#### EXERCISE:
Within the data that follows, set down exactly the lines from the one containing "pixel 396 295" through the one containing "pixel 378 75", both ends included.

[[ INFORMATION SUPPLIED, beginning ]]

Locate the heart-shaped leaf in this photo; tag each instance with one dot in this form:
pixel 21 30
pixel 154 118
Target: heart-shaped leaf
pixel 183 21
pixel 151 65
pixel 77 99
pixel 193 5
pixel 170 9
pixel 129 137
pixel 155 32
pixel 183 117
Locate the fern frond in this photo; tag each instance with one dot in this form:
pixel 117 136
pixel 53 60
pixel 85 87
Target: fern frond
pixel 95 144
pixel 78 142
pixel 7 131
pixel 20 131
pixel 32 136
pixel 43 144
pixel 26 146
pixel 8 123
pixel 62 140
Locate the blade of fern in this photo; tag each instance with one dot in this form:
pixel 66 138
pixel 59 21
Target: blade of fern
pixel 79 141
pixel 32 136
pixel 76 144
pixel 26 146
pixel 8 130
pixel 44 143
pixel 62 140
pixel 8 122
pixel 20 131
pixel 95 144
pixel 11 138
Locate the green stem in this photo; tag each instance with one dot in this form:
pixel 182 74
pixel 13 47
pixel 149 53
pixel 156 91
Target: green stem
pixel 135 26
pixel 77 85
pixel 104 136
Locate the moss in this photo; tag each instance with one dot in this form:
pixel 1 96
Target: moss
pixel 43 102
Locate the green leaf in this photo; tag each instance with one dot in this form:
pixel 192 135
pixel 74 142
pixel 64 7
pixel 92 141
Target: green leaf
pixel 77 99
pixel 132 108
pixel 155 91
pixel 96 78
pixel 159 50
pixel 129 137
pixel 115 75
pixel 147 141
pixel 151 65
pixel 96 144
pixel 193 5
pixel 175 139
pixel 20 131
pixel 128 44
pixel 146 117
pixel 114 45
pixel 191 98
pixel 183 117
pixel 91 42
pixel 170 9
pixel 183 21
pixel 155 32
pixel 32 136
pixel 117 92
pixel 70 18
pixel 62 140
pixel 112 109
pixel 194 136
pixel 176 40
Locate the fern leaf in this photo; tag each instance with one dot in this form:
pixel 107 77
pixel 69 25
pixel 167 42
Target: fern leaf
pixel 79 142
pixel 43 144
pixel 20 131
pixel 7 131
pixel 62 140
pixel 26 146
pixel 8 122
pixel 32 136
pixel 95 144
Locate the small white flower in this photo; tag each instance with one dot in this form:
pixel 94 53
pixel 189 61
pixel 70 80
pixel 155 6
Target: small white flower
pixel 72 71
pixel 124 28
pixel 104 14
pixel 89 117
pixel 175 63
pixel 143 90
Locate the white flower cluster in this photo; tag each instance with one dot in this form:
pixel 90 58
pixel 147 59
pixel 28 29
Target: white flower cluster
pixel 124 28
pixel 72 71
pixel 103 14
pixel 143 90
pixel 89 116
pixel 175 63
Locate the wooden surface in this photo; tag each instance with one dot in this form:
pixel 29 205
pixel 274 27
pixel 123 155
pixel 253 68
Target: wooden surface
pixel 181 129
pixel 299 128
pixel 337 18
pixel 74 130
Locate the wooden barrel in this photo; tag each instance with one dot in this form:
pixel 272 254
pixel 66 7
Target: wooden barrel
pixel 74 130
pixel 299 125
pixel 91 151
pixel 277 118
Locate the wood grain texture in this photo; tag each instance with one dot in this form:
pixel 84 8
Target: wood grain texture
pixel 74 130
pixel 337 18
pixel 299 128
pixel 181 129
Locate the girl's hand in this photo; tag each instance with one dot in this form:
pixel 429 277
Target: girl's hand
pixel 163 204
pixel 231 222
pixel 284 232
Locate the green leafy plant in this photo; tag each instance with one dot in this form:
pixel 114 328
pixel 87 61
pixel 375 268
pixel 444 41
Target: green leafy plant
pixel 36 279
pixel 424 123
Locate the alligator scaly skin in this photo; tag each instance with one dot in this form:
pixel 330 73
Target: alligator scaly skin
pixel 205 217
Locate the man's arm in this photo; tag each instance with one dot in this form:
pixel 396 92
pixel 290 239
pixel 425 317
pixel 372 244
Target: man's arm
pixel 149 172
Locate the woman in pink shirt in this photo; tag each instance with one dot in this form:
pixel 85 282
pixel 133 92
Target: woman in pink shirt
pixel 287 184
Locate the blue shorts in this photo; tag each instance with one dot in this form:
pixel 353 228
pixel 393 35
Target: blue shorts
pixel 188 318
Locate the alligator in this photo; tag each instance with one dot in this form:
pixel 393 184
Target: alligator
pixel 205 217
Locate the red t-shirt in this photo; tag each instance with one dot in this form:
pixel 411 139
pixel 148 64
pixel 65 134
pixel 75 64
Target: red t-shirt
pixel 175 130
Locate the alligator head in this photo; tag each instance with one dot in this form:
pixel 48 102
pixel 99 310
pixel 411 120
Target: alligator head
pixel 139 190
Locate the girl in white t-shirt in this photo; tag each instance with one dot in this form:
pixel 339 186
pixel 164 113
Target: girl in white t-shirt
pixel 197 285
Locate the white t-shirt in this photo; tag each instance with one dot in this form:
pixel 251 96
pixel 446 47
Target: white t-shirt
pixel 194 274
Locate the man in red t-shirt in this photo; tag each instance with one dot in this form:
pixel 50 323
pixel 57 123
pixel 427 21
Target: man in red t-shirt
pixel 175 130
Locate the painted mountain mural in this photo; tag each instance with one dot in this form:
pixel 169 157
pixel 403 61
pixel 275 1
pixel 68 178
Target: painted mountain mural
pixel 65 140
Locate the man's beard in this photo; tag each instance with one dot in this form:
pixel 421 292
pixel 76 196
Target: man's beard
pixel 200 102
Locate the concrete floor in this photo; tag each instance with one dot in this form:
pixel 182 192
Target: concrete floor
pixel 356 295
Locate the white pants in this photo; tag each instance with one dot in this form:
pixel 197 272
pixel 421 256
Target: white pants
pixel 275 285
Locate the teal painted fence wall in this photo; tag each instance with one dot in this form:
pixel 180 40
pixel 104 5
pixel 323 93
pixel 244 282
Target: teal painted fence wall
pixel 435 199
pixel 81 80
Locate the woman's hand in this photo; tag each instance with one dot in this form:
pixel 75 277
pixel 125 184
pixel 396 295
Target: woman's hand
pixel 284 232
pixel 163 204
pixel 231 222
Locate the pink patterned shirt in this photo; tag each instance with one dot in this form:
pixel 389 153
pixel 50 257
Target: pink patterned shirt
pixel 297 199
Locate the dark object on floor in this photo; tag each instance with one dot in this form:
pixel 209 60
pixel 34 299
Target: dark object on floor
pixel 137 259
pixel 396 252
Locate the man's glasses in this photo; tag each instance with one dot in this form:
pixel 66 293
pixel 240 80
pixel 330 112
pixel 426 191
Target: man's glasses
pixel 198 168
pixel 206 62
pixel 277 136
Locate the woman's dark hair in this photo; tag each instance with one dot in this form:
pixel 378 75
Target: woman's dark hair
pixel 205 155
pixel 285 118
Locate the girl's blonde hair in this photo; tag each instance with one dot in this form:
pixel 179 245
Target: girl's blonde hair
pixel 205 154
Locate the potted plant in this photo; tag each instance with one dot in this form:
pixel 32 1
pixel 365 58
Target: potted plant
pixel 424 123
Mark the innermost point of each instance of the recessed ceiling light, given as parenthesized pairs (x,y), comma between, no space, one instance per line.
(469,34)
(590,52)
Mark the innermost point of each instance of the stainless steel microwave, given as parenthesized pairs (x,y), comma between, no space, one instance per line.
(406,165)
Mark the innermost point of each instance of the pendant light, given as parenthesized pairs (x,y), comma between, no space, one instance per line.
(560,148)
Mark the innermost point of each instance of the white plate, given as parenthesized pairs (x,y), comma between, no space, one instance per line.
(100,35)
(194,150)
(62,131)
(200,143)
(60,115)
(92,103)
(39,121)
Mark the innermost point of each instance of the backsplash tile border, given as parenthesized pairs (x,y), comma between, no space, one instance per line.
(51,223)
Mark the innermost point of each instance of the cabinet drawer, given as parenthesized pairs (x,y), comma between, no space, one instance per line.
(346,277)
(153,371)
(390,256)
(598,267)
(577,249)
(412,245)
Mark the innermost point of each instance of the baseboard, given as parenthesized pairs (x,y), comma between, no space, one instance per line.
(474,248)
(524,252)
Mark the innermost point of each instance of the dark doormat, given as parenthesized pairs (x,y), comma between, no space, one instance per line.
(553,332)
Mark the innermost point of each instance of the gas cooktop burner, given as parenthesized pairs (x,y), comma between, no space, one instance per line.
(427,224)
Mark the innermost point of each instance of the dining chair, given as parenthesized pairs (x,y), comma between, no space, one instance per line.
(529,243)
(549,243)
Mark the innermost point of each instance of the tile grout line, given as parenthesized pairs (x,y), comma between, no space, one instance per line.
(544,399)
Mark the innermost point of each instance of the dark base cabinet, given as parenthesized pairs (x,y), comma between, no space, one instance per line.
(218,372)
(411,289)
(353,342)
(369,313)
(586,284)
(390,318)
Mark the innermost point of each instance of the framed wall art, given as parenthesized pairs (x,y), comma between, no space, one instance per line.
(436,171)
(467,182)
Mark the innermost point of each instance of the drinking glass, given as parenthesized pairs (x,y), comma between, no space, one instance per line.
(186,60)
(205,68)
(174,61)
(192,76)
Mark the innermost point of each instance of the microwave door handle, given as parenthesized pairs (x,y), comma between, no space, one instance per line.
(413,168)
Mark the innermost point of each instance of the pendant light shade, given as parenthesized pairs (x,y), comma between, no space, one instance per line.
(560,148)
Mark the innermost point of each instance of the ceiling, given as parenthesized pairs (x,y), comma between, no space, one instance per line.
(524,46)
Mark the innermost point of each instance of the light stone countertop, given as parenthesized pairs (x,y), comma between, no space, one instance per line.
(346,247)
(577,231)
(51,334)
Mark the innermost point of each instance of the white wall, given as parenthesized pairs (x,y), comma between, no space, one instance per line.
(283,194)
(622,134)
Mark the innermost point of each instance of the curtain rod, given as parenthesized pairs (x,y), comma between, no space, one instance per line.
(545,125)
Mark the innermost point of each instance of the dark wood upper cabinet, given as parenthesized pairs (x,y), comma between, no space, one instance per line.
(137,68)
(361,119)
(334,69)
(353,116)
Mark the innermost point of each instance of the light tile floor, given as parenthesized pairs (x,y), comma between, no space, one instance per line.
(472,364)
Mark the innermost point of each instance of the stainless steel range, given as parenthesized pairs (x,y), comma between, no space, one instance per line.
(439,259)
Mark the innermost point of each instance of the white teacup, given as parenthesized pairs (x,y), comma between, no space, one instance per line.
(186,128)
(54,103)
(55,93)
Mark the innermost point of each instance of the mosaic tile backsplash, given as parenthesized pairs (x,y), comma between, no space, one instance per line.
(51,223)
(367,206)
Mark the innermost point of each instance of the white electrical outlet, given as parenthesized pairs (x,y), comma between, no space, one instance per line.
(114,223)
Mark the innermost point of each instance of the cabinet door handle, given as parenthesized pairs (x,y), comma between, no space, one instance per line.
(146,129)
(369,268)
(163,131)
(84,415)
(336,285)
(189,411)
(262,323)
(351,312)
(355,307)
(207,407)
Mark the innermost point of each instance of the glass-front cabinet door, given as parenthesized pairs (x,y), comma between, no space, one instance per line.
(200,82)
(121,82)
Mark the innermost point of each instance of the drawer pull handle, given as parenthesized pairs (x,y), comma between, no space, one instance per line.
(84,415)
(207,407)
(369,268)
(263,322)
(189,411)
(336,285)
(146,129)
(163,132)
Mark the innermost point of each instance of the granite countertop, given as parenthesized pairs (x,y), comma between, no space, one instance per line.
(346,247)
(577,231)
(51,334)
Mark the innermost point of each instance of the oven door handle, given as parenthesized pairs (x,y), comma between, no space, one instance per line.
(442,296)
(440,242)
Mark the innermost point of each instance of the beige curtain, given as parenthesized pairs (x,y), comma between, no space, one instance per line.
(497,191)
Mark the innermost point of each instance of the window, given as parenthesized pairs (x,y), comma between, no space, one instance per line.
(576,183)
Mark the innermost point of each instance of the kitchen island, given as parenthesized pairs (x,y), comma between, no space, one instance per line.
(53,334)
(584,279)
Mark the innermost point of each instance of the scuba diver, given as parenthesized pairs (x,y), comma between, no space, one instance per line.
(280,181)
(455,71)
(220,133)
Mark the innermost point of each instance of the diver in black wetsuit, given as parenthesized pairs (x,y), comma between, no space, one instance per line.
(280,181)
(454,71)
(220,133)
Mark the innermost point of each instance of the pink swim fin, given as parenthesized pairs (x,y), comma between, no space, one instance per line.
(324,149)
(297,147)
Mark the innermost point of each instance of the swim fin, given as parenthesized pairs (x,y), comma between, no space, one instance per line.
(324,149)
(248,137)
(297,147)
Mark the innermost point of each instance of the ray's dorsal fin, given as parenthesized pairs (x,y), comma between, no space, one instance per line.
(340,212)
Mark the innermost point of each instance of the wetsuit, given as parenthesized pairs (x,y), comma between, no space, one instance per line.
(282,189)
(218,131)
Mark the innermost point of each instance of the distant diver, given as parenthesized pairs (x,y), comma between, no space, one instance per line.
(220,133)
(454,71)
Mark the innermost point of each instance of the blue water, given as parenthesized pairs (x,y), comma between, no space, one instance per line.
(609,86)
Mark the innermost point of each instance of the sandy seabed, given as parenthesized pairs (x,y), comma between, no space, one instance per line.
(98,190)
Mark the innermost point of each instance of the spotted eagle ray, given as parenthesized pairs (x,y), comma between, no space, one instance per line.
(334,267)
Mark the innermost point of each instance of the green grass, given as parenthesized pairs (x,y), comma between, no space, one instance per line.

[[ INFORMATION SUPPLIED, end ]]

#### EXERCISE OUTPUT:
pixel 396 295
Target: woman's hand
pixel 284 232
pixel 163 204
pixel 231 222
Locate the pink patterned shirt in this photo; tag each instance with one dot in this form:
pixel 389 153
pixel 50 257
Target: pink patterned shirt
pixel 297 199
Locate the dark object on floor in this photo; tag each instance with one dot in this form:
pixel 209 60
pixel 34 299
Target: dark object on floor
pixel 137 259
pixel 396 252
Locate the man's glasses in this photo; tag each instance with one dot in this form:
pixel 66 293
pixel 240 80
pixel 330 112
pixel 426 191
Target: man's glasses
pixel 198 168
pixel 206 62
pixel 277 136
Locate the woman's dark hair in this photo; tag each instance with one dot in this form:
pixel 378 75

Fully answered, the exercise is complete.